**LIST OF TASKS:**
1: Using the article about the entrepreneur's business habits, answer these:
(a) What business coaching provider did Jack Delosa found?
(b) In what year did he start integrating meditation into his days?
(c) Roughly how large a member base had he built for his company?
2: Write the next part of the article about the entrepreneur's business habits, starting after its final sentence.

Aussie entrepreneur worth $100m reveals key habits to business success
From skydiving to journaling, one of Australia’s richest young entrepreneurs has revealed his secrets to growing a multimillion-dollar business.
The entrepreneur behind a $100m fortune has revealed how he has kept his sanity and work-life balance while building his company.
Jack Delosa, the founder, chairman and executive director of business coaching provider The Entourage, urged business owners to find their own version of self-care and to invest time in staying healthy.
For him, that used to be skydiving.
“Going back 10 years, I was jumping out of planes; often we’d skydive with 100 clients in Melbourne on a Saturday and fly back to Sydney and jump out of a plane with 100 clients on Sunday,” he said.
“I‘d go whitewater rafting and I’d look for all of these kinds of adrenaline things because that’s what juiced me at the time.”
However, after years of adrenaline seeking, he found that the risky activities “just didn’t do it” for him anymore.
“So I went from [skydiving] to sitting down with a cup of tea and journaling and spending time with my partner, my daughter, so happiness strategies evolve as they do.”
The sharp turn away from thrillseeking and toward self-care began when the entrepreneur woke up one day after 10 years in business and found he couldn’t get out of bed despite being young and healthy.
“I didn’t have the language for it then, but I was completely burnt out. And so I had to find ways to engage in self-care and kind of look out for myself, not just my businesses, or else.”
“Being an entrepreneur is very similar to being an athlete; though there’s often sprinting involved, it’s an endurance race – you need to be fit, you need to be focused.”
He had built a member base of close to one million for The Entourage.
Mr Delosa says some of the simplest things benefit him the most, with journaling and meditation a part of his daily life for the past seven years.
“Journaling is really therapeutic for me. I started to integrate meditation into my days in 2016,” he said
“I was going through a horrendously painful period in business in 2016; I had to do that to maintain my sanity. And it works; I kept doing it,” he said.

**RECORDED INFORMATION:**
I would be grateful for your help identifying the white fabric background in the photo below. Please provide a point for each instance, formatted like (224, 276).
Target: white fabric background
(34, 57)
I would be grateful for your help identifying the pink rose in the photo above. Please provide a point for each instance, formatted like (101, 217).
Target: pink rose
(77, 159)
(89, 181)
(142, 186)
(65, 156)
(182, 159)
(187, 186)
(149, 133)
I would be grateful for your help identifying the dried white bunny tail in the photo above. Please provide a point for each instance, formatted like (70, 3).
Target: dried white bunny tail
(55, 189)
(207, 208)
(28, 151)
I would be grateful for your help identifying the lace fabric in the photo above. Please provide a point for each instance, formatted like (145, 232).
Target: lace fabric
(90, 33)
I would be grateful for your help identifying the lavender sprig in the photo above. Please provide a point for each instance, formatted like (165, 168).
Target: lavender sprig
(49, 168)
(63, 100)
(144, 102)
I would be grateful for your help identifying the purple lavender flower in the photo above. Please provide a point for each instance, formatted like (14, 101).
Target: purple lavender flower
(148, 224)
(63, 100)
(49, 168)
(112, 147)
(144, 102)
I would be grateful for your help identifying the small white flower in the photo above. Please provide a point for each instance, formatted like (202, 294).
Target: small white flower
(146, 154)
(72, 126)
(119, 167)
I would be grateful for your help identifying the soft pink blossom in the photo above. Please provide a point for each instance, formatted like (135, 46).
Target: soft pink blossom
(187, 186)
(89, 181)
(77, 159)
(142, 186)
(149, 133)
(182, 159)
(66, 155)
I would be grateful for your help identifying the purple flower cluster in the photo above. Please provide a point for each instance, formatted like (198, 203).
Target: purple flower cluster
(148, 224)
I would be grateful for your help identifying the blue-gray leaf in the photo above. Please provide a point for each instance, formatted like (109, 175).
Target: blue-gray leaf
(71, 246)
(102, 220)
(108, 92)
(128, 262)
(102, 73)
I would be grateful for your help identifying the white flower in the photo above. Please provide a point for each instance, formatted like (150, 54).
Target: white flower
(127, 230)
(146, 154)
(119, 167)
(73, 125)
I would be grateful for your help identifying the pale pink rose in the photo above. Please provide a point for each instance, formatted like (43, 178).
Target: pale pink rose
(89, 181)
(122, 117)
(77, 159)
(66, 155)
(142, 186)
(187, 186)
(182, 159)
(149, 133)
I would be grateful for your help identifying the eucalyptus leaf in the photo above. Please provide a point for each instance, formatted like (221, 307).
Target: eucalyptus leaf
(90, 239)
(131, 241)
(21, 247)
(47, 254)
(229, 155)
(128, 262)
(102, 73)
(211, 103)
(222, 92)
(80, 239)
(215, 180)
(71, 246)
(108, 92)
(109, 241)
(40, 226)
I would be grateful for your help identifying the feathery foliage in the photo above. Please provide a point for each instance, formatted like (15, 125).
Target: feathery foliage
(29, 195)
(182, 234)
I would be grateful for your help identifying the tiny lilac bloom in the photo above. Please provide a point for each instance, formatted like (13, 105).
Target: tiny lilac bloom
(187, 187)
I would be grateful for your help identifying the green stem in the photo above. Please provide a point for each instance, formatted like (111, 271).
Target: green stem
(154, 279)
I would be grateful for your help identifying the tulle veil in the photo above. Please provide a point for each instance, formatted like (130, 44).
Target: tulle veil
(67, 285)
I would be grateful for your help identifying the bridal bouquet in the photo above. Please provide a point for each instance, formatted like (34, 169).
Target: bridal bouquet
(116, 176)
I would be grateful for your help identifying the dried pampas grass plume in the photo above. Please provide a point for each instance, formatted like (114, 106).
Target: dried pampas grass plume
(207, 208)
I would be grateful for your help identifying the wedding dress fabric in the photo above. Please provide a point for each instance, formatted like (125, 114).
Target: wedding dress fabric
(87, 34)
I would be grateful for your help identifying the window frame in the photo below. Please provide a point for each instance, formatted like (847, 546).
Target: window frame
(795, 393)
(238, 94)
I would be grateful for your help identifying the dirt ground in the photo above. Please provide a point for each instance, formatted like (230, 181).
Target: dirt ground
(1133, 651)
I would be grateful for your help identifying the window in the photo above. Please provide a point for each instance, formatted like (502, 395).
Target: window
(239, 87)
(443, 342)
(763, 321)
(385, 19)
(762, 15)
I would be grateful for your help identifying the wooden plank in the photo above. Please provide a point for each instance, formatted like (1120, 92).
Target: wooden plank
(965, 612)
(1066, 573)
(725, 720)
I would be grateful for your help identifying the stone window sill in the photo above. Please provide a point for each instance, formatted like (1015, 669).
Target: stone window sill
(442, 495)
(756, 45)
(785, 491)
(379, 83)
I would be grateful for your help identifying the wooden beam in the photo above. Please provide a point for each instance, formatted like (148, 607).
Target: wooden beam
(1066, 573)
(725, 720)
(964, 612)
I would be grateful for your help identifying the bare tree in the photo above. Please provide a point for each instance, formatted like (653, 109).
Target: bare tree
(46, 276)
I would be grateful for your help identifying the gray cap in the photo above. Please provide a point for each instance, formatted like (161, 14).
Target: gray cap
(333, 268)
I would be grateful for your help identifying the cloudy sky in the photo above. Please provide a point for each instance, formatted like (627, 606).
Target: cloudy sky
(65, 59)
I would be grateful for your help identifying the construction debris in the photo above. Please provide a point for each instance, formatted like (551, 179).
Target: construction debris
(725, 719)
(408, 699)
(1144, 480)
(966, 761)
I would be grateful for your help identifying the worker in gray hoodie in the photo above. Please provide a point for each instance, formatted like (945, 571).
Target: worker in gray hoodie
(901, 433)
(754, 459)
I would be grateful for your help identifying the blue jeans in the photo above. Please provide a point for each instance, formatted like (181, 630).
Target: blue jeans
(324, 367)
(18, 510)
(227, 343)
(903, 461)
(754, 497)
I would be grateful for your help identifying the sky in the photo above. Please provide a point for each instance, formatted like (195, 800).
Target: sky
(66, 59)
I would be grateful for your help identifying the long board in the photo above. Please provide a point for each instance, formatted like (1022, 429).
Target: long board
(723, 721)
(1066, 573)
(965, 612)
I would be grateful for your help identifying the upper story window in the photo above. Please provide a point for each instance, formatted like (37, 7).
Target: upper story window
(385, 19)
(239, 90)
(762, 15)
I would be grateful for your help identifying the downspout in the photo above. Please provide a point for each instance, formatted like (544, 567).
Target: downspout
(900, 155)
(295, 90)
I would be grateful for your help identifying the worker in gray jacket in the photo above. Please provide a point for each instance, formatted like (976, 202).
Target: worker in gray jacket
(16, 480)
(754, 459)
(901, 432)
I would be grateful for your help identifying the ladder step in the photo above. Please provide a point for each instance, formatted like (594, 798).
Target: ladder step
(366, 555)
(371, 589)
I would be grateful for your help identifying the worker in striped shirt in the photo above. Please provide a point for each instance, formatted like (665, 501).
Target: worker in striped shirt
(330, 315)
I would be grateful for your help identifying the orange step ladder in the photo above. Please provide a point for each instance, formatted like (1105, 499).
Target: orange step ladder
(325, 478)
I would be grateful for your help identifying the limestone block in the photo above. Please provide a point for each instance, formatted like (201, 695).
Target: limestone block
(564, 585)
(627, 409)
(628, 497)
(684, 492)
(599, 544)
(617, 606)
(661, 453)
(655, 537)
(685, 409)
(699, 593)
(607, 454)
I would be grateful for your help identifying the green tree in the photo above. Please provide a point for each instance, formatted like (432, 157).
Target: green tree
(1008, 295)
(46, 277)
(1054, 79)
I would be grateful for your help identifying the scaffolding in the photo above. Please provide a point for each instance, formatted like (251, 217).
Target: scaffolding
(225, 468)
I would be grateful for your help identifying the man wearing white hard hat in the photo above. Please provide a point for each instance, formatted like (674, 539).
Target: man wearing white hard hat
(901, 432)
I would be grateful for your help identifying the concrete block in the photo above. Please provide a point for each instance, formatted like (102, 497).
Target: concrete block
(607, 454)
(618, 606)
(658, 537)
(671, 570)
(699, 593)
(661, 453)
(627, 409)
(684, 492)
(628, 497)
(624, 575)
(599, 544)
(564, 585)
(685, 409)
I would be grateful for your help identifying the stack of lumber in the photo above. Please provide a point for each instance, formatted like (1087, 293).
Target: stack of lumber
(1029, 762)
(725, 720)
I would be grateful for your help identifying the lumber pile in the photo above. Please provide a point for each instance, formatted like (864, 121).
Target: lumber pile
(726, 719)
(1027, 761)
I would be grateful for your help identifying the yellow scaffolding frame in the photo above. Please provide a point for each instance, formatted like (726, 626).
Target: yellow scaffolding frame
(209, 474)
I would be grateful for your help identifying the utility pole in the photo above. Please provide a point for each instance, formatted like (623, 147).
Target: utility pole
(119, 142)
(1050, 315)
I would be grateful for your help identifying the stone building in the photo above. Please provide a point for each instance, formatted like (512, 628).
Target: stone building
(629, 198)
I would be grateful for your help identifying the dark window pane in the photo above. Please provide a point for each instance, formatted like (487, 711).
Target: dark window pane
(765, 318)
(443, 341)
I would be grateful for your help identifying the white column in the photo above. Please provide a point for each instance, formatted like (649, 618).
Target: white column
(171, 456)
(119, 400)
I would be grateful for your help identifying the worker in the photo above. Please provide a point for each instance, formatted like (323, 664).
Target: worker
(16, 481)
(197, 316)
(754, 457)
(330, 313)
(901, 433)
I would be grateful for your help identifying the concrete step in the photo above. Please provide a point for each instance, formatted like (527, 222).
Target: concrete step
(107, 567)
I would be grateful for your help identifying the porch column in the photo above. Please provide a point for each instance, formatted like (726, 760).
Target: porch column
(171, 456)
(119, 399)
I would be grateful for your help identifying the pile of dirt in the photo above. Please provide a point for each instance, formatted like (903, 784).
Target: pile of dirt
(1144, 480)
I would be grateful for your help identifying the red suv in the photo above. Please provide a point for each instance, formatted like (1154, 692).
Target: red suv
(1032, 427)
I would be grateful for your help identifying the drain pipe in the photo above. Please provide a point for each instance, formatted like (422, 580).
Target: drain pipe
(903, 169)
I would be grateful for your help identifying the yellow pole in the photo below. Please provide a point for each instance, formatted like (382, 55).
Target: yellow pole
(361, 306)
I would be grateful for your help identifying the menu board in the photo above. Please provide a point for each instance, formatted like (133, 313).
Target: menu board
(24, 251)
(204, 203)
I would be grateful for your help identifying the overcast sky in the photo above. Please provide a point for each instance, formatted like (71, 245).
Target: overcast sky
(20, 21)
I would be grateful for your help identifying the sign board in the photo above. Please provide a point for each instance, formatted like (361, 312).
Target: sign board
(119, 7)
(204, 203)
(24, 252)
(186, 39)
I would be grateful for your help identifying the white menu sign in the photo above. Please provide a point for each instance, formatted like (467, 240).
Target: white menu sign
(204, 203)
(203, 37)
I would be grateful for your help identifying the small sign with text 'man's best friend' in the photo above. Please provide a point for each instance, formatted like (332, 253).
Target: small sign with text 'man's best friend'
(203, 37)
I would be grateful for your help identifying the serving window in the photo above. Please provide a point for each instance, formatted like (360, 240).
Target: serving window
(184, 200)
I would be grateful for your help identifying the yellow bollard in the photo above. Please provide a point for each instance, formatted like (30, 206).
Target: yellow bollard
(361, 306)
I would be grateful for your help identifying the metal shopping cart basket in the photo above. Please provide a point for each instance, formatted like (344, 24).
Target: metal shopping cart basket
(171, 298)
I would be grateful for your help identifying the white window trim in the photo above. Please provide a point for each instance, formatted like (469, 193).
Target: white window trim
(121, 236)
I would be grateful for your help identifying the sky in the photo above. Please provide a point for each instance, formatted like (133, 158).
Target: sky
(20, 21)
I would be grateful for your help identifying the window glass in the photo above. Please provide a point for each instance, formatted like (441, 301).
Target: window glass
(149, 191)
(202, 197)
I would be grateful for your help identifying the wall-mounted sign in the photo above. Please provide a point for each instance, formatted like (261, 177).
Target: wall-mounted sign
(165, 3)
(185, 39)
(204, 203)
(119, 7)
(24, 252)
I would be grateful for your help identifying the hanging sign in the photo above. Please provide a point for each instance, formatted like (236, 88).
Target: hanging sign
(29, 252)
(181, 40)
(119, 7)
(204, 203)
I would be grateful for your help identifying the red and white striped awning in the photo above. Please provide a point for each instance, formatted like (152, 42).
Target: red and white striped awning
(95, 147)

**RESULTS:**
1:
(a) The Entourage.
(b) 2016.
(c) Close to one million members.

2:
That difficult period was caused by the government’s decision to cut back on funding for students, a move which could have ended the business.
There were periods when it faced the possibility of losing $900,000 a month and when it had to cut over 50 per cent of its staff in a short time period.
He said these “happiness strategies” were what “kept him sane” amid a turbulent period, and urges other business owners to find their own.
“It’s different for everybody but my advice is find out what fills you up and then try to habitualise that into your weeks and days as much as possible,” he said.
“Whether that’s journaling, whether that’s exercising … for some people it’s playing the guitar, for some people it’s painting, for some people it’s time with the kids … it’s such a boring answer because it’s so basic, but this is the thing with humans.”
Despite his lifestyle change, Mr Delosa returned to the sky to promote his new book Elevate, jumping out of a plane at 5000km above Sydney.
“We have just jumped out of a plane because it represents the risks that business owners take every day, coming out of Covid and into a recession and forms of a recession,” he said while parachuting down from thousands of feet in the air.
“Because business owners everywhere are doing more, they’re working harder with a lot less.”
Mr Delosa urged business owners to stick through the current economic climate, saying “hard times can be really good”.
“In business, it’s a little bit counter-cyclical. What I mean by that is when times are hard, business owners improve and therefore often performance turns around.
“Elevate clients developed more improvements and better businesses throughout Covid in those two years than we had in a five-year period preceding that.”
Though the rich-lister is only required to spend “90 minutes a fortnight” on his business, he said he chooses to dedicate “pretty much every waking minute on business of some sort”.
“But it’s projects that I love to do, and it’s projects that are of the best use and contribute the most business.
“I just spent two years writing a book, not because I had to, but because I was really inspired coming out of Covid, seeing the challenges business owners are facing. I was able to do that without the operational distraction of needing to be in the office every day.”
He says more business owners need to adopt this model, both for their personal and professional lives.
“What makes business owners go insane is when you don’t understand how to structurally build a successful company.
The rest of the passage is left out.